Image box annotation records
------------------------------------

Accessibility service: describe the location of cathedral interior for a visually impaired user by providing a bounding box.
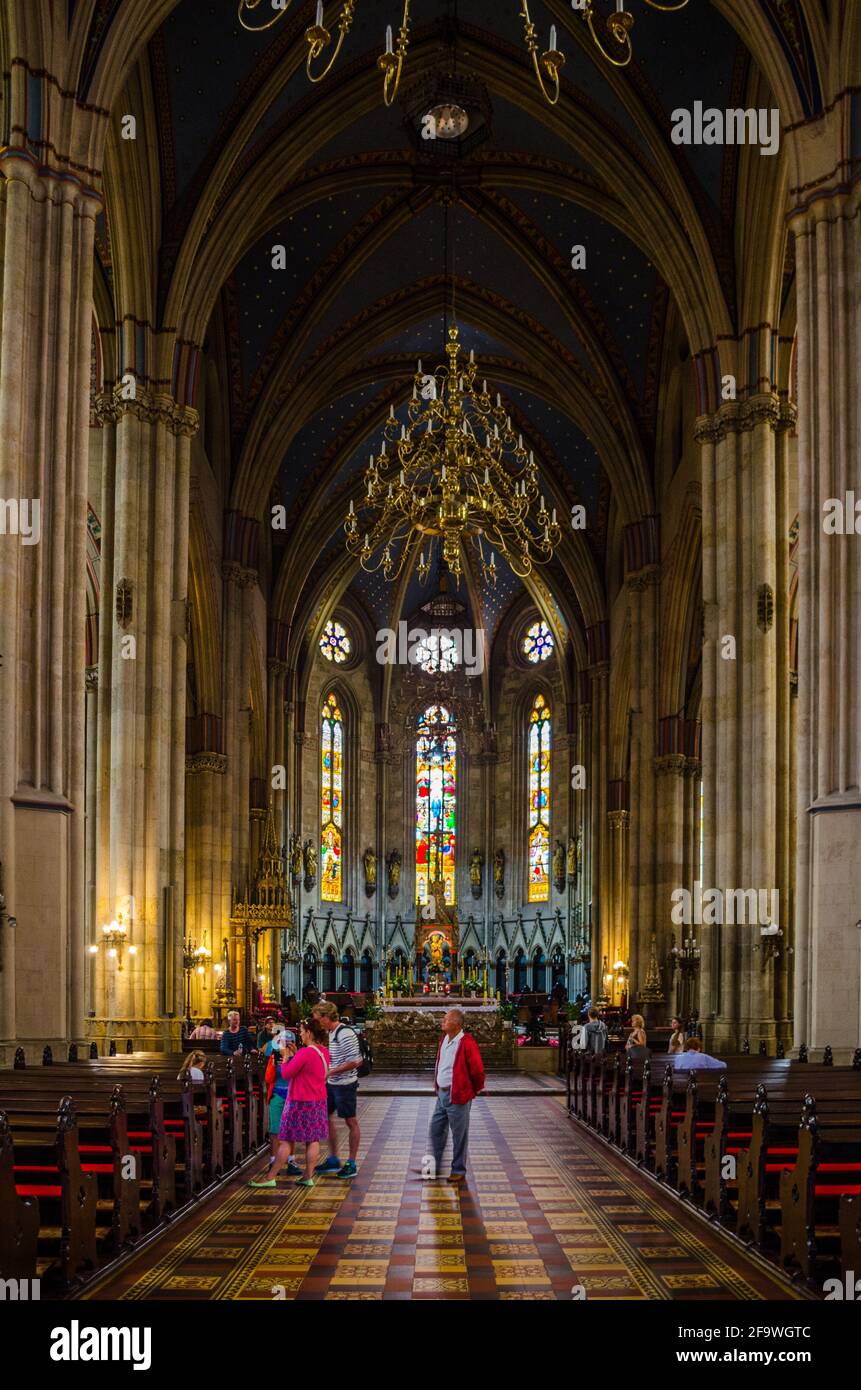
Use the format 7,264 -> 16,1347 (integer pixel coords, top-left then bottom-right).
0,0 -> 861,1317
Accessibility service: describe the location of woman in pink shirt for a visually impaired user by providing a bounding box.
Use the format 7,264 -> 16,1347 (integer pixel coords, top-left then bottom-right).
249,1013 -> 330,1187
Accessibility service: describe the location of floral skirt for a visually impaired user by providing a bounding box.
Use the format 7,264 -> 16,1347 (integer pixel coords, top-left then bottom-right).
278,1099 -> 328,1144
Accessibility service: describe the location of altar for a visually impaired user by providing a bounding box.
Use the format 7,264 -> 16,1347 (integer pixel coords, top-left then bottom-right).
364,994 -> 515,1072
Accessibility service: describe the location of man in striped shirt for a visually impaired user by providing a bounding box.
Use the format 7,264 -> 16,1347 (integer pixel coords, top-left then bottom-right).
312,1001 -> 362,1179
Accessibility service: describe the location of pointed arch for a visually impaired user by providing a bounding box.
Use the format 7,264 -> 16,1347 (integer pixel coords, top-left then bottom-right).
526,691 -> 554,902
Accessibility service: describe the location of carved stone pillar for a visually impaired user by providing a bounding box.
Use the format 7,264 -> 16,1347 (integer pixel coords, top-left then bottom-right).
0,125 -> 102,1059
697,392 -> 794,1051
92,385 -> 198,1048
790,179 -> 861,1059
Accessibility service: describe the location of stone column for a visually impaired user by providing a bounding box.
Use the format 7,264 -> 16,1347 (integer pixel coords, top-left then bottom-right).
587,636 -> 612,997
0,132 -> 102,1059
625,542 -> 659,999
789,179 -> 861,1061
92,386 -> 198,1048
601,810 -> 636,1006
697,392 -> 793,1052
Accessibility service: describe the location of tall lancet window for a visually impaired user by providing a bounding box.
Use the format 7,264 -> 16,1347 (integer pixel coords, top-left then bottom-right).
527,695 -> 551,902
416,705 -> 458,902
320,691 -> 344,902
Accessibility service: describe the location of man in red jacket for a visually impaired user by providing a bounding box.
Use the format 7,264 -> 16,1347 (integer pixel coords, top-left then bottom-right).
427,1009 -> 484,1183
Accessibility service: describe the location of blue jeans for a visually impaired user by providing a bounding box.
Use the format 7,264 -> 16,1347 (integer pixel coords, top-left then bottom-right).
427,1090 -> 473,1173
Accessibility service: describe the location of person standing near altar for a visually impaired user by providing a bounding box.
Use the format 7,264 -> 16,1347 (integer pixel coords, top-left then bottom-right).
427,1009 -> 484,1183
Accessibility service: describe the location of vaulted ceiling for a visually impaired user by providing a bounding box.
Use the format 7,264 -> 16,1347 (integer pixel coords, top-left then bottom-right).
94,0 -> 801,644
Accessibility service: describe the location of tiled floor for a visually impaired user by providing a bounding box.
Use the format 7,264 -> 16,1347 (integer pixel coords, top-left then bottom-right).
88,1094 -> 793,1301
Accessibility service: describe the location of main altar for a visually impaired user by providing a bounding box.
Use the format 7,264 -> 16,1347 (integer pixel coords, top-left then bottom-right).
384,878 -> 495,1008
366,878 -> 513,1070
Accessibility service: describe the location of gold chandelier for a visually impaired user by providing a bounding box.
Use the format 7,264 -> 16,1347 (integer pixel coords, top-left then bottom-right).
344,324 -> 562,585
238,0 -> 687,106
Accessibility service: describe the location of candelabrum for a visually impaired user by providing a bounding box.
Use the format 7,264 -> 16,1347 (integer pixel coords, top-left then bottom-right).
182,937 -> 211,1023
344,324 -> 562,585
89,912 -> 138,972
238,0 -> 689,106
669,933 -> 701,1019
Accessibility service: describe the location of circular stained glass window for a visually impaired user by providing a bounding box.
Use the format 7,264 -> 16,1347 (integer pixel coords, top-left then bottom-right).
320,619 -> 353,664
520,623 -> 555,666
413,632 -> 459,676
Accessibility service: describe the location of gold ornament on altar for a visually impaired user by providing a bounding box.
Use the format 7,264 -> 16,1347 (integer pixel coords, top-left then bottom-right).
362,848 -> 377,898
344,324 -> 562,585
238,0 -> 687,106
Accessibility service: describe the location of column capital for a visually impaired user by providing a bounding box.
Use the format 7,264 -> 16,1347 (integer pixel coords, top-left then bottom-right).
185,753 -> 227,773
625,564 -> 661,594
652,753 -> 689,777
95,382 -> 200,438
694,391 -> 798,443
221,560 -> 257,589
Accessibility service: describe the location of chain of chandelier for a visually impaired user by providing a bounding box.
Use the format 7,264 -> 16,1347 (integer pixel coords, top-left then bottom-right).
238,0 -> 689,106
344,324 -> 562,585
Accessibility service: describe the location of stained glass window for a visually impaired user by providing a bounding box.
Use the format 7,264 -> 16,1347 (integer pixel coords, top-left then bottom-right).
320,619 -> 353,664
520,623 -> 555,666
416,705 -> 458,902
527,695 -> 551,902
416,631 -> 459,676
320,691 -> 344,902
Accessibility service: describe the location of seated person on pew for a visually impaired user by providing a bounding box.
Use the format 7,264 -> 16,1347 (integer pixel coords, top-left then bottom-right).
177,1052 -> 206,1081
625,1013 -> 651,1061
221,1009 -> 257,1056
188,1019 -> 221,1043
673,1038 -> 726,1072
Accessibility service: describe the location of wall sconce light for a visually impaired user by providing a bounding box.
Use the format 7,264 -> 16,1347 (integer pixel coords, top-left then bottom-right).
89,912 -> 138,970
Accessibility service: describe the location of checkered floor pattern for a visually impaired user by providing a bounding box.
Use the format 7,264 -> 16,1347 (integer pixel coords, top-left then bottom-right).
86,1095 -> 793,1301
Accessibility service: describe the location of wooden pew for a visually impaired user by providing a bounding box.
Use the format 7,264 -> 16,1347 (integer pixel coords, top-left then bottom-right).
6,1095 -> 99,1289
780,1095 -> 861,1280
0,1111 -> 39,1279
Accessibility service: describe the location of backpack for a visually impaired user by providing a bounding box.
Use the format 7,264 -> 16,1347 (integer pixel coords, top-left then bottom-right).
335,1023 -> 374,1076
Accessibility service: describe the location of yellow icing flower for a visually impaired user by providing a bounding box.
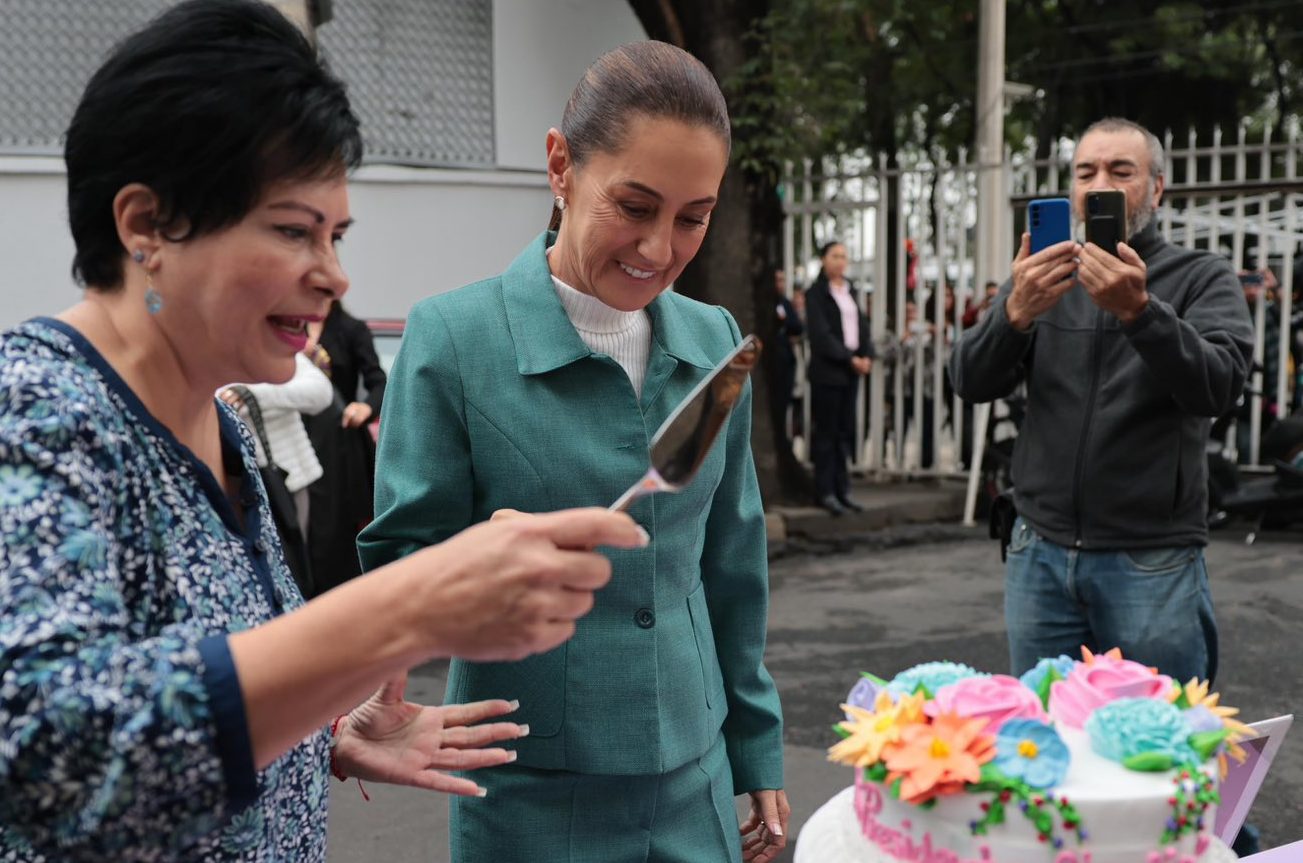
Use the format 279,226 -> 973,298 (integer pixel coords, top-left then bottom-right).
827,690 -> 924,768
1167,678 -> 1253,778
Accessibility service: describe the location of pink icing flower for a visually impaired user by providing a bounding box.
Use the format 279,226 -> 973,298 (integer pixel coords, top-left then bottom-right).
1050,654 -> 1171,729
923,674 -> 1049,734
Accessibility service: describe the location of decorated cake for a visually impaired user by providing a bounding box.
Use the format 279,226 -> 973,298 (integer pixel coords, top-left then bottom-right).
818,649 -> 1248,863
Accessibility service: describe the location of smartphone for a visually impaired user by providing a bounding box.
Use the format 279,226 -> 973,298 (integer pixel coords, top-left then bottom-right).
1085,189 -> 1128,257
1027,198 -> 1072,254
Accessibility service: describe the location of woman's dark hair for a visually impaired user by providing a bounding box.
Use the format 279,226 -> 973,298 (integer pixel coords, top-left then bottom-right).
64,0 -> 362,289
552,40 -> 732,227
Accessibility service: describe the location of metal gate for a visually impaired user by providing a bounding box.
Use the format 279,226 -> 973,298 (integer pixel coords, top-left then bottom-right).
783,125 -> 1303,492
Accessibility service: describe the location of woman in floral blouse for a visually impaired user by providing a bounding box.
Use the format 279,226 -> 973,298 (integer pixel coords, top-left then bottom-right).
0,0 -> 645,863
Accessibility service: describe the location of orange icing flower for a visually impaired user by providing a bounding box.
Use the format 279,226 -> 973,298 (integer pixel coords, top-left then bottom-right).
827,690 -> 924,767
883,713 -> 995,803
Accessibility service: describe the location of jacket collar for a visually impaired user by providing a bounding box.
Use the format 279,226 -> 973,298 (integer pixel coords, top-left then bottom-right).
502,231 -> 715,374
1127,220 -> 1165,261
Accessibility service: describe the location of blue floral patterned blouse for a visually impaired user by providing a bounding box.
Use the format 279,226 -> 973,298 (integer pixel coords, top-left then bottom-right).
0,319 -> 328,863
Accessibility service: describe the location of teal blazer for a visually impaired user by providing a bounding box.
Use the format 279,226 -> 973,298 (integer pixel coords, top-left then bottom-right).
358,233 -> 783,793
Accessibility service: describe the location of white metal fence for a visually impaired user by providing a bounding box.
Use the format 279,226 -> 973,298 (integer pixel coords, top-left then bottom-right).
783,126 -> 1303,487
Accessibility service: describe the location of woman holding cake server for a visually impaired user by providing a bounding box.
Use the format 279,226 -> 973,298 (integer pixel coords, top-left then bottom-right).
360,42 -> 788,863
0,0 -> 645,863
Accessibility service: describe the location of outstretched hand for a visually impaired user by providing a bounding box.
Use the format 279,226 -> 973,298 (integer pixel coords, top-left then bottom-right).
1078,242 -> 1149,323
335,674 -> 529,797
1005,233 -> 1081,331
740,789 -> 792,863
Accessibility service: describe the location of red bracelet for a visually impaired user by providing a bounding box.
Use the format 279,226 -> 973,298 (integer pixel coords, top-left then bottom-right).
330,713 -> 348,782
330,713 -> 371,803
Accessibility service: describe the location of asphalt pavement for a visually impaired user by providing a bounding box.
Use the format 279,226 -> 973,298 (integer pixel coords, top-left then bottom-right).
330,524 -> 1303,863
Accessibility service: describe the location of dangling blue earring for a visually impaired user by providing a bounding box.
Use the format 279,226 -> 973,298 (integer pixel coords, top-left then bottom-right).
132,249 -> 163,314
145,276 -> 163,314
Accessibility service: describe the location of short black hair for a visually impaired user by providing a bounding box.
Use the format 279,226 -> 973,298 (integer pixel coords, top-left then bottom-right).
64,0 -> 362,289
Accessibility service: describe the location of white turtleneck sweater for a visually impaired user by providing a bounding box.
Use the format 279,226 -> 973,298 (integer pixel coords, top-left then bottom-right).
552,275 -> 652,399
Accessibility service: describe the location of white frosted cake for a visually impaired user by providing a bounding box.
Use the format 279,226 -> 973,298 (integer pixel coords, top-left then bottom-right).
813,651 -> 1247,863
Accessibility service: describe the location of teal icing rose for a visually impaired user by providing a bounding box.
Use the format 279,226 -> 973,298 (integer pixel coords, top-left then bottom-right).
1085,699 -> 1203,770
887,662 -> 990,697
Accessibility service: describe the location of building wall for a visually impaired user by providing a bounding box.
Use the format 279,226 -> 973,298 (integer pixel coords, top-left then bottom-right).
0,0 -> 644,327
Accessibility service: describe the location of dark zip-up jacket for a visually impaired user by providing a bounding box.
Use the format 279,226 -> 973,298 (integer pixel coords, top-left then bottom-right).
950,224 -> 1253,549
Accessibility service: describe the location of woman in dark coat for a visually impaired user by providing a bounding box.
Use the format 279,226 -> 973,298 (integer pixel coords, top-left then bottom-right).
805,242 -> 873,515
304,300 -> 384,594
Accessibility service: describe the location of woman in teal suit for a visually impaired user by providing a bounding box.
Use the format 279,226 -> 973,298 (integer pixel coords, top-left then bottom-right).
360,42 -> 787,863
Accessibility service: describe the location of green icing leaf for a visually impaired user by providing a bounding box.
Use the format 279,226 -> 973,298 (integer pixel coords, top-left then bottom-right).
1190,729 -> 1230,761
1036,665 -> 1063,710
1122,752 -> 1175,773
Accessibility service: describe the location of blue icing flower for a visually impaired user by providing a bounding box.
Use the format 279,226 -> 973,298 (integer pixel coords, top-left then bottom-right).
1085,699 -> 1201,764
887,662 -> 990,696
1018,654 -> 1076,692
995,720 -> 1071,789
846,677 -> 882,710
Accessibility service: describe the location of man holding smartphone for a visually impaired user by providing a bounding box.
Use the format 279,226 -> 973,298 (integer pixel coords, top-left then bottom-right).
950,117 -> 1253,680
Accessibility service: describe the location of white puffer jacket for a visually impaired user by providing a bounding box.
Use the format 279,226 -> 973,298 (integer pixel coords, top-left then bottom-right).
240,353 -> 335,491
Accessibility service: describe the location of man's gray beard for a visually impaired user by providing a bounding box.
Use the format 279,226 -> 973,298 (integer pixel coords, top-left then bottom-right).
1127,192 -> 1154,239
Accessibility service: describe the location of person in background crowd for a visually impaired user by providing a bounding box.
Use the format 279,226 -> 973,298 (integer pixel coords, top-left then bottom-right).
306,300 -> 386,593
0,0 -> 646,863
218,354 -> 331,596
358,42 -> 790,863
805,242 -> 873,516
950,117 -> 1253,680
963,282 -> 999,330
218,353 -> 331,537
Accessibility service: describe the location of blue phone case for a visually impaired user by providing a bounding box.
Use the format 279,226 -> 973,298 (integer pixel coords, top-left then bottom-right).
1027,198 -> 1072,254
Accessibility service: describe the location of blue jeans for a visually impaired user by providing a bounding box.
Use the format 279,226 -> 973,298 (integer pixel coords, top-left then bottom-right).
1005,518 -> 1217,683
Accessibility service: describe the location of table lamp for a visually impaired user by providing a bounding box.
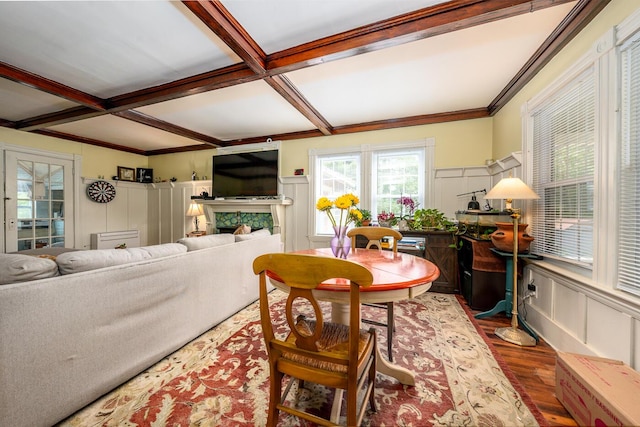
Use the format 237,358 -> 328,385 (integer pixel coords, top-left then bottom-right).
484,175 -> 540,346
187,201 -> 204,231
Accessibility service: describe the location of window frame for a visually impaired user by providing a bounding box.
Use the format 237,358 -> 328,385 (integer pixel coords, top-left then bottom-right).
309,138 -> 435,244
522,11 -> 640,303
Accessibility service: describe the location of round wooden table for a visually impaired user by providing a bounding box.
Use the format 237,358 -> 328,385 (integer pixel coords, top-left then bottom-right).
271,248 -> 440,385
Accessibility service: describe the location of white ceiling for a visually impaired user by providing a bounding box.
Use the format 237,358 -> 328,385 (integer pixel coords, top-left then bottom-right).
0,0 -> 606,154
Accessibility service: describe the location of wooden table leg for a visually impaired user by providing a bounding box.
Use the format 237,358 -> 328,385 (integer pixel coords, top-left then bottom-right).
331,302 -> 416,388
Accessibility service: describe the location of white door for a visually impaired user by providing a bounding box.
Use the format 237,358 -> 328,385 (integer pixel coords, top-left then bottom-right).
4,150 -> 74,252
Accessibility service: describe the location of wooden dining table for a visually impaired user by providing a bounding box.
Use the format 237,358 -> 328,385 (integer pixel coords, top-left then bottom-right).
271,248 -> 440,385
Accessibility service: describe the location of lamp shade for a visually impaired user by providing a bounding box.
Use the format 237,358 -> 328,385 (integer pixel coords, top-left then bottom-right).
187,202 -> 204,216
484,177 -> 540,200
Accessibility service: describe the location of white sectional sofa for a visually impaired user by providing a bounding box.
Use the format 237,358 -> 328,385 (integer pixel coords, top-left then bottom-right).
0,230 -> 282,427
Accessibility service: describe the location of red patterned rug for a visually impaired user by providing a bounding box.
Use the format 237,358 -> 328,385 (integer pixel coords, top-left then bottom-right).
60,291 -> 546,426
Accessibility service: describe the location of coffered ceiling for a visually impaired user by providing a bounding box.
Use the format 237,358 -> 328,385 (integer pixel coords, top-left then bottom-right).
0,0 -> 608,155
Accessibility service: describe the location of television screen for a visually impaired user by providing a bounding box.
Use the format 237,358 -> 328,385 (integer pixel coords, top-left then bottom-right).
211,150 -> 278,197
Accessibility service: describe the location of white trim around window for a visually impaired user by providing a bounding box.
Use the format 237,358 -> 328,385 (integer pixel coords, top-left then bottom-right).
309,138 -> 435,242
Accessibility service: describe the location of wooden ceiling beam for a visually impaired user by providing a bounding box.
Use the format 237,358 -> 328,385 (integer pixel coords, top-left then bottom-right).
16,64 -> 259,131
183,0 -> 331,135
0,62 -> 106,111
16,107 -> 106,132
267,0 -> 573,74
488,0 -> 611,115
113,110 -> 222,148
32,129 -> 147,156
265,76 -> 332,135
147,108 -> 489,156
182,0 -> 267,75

------------------------------------

**WORK TO COMPLETE**
Rewrite part of the listing above as a numbered list, leaving out blank lines: begin at the line that has "Accessibility service: describe the location of woman in floral" and stop after the line that has "883,713 -> 995,803".

**CORRECT ANSWER**
1. Accessibility service: describe the location of woman in floral blouse for a visually impaired user by providing a bounding box.
2. Use the format 279,226 -> 973,298 (integer pixel coords, top-left then bottom-right).
3. 0,0 -> 645,863
4. Accessibility service: describe the location of orange icing flower for a visually impaired user by providing a bounding box.
5. Use the format 279,226 -> 973,298 (integer pixel coords, top-left then bottom-right).
6. 827,690 -> 924,767
7. 883,713 -> 995,803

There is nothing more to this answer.